* SOURCE EXTRACT *
Rapid LC - plants workflow • LCr

The aim of LCr is to speed up the process of adding Least Concern (LC) species to the IUCN Red List. We’ll start with a list of plant species and end up with a zip file of CSV files that contain the minimal required information to support a Least Concern assessment. The zip file can then be uploaded into the IUCN Species Informaiton System (SIS) via SIS Connect (requires registration) where the draft assessments can be edited, reviewed and hopefully published on the IUCN Red List in due course. Spatial data to support the assessment is also generated by LCr.

Before you start, make sure you have the rWCVP package installed along with the associated data package rWCVPdata. For more information see the Getting Started guide.

Load LCr and other relevant libraries:

# install from github for first time use
remotes::install_github("stevenpbachman/LCr")
remotes::install_github('matildabrown/rWCVPdata')

# load libraries
library(LCr)
library(rCAT)
library(dplyr)
library(rWCVP)

Get name keys from a species list

The first step is to determine the list of LC species that you want to document. Bachman et al. (2024) predicted extinction risk for all species of flowering plants (Angiosperms). You can filter on species that are confidently predicted to be LC, or manually generate a data frame from a list as shown below.

Note that predictions can be wrong so please verify that your selected species are genuine LC species. A useful resource to help determine whether your species is LC is to check whether it has previously been assessed. The ThreatSearch resource maintained by BGCI contains evidence-based plant conservation assessments compiled from digital resources including national/regional Red Lists. You can also run the built-in LC test function make_metrics, see below.

# dataframe of species you want to run through LCr
lc_species <-
  data.frame(sp = c(
    "Crabbea acaulis", "Crabbea nana", "Crabbea velutina"
  ))

[Collected data lines]
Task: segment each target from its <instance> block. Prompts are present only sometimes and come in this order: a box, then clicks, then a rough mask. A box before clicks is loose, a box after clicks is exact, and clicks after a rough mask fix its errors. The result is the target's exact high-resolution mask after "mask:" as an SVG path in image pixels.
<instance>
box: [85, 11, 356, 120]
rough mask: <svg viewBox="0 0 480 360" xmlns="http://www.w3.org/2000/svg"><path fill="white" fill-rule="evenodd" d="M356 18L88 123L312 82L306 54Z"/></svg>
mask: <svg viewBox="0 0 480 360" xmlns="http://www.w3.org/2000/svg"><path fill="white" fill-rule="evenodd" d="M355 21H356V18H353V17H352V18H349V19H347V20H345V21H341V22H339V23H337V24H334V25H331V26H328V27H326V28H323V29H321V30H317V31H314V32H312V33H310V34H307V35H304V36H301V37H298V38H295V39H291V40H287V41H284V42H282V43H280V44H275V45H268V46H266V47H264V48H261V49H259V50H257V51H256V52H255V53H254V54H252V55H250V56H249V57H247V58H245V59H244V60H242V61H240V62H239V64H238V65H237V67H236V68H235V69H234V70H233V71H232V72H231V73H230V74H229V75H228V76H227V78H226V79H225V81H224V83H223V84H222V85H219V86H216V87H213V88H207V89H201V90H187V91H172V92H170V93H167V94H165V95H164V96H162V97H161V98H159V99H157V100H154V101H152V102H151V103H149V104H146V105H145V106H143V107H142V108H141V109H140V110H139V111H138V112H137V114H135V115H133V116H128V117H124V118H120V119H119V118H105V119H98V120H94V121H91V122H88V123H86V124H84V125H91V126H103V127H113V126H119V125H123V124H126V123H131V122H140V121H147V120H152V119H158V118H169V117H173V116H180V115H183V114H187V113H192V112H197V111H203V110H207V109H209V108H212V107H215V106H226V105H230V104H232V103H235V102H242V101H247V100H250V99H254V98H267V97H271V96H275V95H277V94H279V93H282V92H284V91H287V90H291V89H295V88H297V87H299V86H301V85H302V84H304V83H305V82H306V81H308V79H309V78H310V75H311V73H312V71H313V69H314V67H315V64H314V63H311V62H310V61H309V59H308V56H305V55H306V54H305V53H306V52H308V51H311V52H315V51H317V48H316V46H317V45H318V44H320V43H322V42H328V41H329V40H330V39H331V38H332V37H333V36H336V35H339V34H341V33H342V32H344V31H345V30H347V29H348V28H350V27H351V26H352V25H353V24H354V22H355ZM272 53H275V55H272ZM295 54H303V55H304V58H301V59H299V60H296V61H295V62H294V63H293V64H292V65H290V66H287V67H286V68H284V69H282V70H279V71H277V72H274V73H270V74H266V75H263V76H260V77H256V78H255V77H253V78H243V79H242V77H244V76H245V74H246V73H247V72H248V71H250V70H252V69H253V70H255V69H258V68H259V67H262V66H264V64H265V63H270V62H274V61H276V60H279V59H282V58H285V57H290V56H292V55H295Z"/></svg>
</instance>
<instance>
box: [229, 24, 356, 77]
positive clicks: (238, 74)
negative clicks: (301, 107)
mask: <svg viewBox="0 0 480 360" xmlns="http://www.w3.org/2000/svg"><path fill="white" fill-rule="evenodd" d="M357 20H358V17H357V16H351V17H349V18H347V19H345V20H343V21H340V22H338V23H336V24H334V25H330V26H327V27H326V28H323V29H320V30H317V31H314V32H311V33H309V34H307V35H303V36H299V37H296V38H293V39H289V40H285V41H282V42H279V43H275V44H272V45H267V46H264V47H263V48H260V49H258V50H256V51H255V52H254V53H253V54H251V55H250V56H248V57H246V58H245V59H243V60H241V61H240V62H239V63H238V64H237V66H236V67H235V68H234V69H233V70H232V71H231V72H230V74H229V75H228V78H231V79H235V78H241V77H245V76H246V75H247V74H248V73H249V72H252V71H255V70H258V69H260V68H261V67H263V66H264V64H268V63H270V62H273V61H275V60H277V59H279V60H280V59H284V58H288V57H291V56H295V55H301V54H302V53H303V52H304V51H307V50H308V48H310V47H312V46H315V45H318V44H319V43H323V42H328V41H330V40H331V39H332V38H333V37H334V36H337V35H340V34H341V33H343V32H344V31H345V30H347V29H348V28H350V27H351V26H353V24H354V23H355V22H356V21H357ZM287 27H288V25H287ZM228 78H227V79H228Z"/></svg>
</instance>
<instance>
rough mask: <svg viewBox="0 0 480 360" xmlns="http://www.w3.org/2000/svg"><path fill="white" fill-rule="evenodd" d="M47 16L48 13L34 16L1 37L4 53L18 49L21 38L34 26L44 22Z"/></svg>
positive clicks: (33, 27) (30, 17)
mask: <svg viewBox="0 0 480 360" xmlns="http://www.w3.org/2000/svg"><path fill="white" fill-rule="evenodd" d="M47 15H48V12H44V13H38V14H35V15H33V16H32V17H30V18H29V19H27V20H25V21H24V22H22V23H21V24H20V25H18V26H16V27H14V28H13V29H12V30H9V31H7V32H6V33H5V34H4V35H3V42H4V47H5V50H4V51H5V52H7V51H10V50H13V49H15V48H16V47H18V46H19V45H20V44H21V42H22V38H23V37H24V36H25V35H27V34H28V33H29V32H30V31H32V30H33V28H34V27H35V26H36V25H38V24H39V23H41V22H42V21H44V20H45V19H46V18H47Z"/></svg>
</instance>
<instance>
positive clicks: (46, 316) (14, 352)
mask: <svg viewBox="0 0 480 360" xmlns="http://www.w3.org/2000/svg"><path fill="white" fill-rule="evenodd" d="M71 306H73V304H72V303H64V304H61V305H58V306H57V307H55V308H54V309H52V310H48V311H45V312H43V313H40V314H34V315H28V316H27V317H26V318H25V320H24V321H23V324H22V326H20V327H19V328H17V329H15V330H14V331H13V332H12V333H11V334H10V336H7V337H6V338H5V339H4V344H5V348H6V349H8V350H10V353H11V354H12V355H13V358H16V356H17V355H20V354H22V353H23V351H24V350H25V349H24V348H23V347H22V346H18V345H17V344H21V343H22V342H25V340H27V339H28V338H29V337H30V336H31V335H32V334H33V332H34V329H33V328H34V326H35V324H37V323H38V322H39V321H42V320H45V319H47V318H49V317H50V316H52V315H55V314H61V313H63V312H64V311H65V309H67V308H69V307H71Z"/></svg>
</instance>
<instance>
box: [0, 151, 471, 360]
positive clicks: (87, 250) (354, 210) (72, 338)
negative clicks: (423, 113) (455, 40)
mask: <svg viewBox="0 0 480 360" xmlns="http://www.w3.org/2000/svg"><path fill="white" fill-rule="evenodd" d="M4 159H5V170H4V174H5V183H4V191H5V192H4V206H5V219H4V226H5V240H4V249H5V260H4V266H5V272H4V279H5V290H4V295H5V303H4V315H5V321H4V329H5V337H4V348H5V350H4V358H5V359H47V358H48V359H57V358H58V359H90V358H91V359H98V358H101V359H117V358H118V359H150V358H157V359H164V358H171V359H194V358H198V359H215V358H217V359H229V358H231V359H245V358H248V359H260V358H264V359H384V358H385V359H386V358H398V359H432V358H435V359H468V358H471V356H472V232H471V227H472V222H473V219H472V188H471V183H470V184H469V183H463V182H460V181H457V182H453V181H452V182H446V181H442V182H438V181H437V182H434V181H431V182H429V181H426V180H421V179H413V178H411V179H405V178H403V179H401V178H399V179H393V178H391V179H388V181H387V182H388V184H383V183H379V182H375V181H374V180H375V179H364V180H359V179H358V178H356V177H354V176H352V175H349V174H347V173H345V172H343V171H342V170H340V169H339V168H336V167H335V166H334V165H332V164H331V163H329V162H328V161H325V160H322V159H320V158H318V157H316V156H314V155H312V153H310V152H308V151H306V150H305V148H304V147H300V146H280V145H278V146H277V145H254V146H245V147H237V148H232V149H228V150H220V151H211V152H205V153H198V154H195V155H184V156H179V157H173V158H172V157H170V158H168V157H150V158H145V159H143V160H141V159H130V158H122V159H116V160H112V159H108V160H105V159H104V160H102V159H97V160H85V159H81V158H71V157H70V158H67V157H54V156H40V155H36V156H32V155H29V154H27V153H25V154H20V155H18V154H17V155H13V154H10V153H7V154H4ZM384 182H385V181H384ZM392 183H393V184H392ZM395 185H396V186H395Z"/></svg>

* ABOUT THIS EXERCISE *
Could you write the next part of the LCr plants workflow guide, picking up right after its last line of code?

* ANSWER *
Run the get_name_keys function using your dataframe of names as input. This will check the names against the GBIF names backbone as well as the World Checklist of Vascular Plants using the rWCVP package. The name_column is the column that contains the taxa to be assessed. This can either contain a binomial or a binomial and author combined. Including the author with the binomial will help achieve a better name match.

In this case we want to enforce a single matching name for every name in our list so we set the match parameter to ‘single’, but you can set this to ‘multiple’ if you wish to allow multiple matches.

# get the GBIF and WCVP identification keys
lc_keys <-
  get_name_keys(
    df = lc_species,
    name_column = "sp",
    match = "single",
    kingdom = "plantae"
  )

Let’s take a look at the output:

glimpse(lc_keys)

The name matching went well. I’ve checked the authors and I’m happy that the names match to the correct concept for these taxa. Note that it is worth spending time with the name matching step to ensure you are using a consistent concept for the taxa you are working with across GBIF and WCVP.

We now have some useful fields to help us find more data for these species. The GBIF_usageKey is an identifier for species according to the GBIF name backbone and the wcvp_ipni_id identifies the species according to the WCVP name backbone.

Clean keys

LCr is designed to work at species level and where taxonomic status is accepted. The clean_keys will remove any problematic records i.e. where a name was not at species level, or either of the name sources (GBIF, WCVP) does not treat the name as accepted. In some cases you may want to override the results, for example if GBIF treats a name as a synonym, but WCVP treats it as accepted you can set the parameter override_gbif_status = TRUE and clean_keys will treat the GBIF name as accepted at species level. Similarly, set override_wcvp_status = TRUE if you want to do the same for WCVP. However, note that using a WCVP name that is not accepted will cause problems with the workflow downstream e.g. native ranges and other information from WCVP are only available for accepted species.

# remove any problematic records
lc_keys_clean <- LCr::clean_keys(lc_keys)

Get GBIF occurrence data

Now with a clean set of names and identification keys we can query GBIF to obtain occurrence data.

Note that we will use the rGBIF package to obtain the occurrence data. You will need to set up your GBIF credentials to obtain the downloads. After you have set up an account at GBIF you need to register your credentials in the R environment - see this post for an explanation. You may need to restart R after updating the R environment.

The get_gbif_occs function has two modes - search or download. Search mode uses rgbif::occ_search and provides a fast, exploratory search. Use the download mode when you want to generate a citable DOI for your assesment, accessed viagbif_occs$citation.

# get the raw GBIF occs - with timer
start_time <- Sys.time()
gbif_occs <- LCr::get_gbif_occs(lc_keys_clean, mode = "search")
end_time <- Sys.time()
check <-  end_time - start_time
print(check)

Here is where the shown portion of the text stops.